**Work instruction:** Every line of the data must appear again in the answer, exactly as written.
[Data to examine — start]
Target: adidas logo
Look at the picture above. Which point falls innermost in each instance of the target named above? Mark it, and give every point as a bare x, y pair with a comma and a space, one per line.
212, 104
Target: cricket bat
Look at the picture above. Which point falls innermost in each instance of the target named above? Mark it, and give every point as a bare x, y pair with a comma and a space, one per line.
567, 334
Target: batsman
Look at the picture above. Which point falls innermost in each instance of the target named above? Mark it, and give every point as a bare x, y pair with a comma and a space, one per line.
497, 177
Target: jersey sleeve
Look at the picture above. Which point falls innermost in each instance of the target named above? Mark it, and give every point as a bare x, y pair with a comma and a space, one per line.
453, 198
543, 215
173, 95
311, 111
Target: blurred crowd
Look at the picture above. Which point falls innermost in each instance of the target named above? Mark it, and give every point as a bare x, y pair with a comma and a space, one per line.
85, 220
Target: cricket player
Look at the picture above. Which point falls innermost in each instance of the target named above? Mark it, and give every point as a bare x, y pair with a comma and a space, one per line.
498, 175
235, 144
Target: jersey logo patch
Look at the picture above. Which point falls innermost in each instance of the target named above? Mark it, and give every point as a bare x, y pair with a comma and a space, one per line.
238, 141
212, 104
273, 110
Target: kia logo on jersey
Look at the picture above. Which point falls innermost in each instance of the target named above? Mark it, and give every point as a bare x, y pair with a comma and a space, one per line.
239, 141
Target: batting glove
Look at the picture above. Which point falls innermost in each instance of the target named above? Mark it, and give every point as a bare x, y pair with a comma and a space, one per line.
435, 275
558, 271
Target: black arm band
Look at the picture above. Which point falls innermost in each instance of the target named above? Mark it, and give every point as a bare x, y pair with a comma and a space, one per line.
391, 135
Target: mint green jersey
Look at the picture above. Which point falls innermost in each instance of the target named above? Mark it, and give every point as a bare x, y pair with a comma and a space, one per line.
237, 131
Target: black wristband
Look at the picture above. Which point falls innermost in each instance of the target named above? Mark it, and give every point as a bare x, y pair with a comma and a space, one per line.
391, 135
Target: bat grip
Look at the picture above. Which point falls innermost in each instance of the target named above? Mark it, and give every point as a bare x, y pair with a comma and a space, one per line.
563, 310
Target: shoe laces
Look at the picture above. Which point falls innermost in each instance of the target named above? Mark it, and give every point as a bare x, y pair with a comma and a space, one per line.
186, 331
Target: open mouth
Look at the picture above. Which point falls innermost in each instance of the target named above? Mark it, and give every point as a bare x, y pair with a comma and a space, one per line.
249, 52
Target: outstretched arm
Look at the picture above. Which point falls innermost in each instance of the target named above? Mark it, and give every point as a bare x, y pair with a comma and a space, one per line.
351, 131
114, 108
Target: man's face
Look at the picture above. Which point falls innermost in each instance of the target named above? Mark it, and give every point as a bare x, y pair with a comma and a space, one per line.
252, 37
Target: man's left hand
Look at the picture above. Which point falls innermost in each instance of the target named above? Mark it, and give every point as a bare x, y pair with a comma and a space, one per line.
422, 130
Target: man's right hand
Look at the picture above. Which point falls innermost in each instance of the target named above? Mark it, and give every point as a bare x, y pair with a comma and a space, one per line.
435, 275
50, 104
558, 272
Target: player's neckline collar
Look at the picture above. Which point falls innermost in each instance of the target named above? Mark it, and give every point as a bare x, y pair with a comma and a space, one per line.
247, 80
[Data to examine — finish]
**Response area:**
Target: adidas logo
Look at the picture above. Which point falls innermost in each instance of the target named above? Mark it, and give every point as a bare x, y pair with a comma and a space, one per line.
212, 104
Target: cricket bat
Look at the picture above. Which point falls innermost in each instance of the target named above? Mark it, and give every point as a bare x, y pair with a comma and a space, one per line.
567, 334
Target: batsman
Look at the picture above. Which point falls innermost in each instance of the target named above? Mark it, and give every point as a bare x, y pair with a comma and a space, one per line.
497, 177
Target: jersey sleeve
Look at the picture above. Which point falls innermost in each instance of the target named above? Mark it, and give every point as a bare x, y pair with a comma and a space, one per line.
453, 198
543, 215
173, 95
311, 111
Target: blurred crowd
Look at the picture above. Which point falls innermost in each instance of the target named above? Mark it, and give every point as a bare x, y pair with a comma and a space, one per line.
85, 220
Target: cricket player
Look at the picture above. Which point falls innermost in each instance of the target named above? Mark it, and give every point as a bare x, y pair with a comma and a space, one per line.
498, 175
235, 144
Target: jersey logo patch
Look at the picture above. Which point falls innermost in each instance of the target named above? Mark it, and give every point as a bare x, y pair with a comma and a space, one per line.
238, 141
212, 104
273, 110
Target: kia logo on jersey
Look at the picture above. Which point falls innermost in each instance of the target named above? Mark it, and give every point as a bare x, y pair with a comma and a space, one per line.
239, 141
Target: batting glove
Look at the picture above. Which point falls innermost in each instance of the target named above? Mark it, and give every point as a bare x, y pair with a comma and a space, one per line.
435, 275
558, 271
Target: black arm band
Look at the picture above. Which point falls innermost in each instance of the target named above? Mark it, and give every point as a bare x, y pair with a comma and a space, one per line.
391, 135
Target: mint green jersey
Look at the picture above. Which point falls innermost in each instance of the target named above? Mark it, and give every point as a bare x, y pair with a comma and a space, one per line.
237, 131
Target: black wristband
Look at the picture above. Which point falls innermost in each instance of the target named above? Mark it, and give every point as a bare x, y pair with a comma and a space, one per line.
391, 135
Target: bat grip
Look at the picture above. Which point falls innermost in each instance of the target named above? Mark it, and give every point as a bare x, y pair with a comma and a space, one per line.
563, 310
Target: shoe laces
Look at the picture above. Which point falls innermost in each instance of the target named above? Mark it, and give every point as a bare x, y pair with a comma and a space, one per line.
186, 331
Target: open mouth
Look at the picture above. Which point falls innermost in each instance of the target named above? Mark it, and give every point as a bare x, y pair with a comma and a space, one per line.
249, 52
Target: outstretched arm
Look at the picture above. Which point falls innermost in each instance of the target named above? Mark it, and give every point as a bare x, y pair with a comma and a space, one per line.
351, 131
114, 108
Target: man's face
Look at the picture above. Which point falls innermost in each instance of the target named above? Mark it, and give every point as a bare x, y pair with a comma and a space, one per line.
252, 37
Target: man's left hand
Look at the picture above. Which point falls innermost in each instance of the target named above? Mark it, and give every point as a bare x, y pair with a comma and a space, one per line.
422, 130
Target: man's right hand
Look at the picture above. Which point falls innermost in each instance of the target named above? Mark it, and give every point as a bare x, y pair with a comma and a space, one per line.
435, 275
50, 104
558, 272
Target: player's neckline collar
Look at the picture above. Which point falls innermost in each instance of the target named above? Mark it, and give every point as a bare x, y pair with a comma and a space, one per line.
247, 80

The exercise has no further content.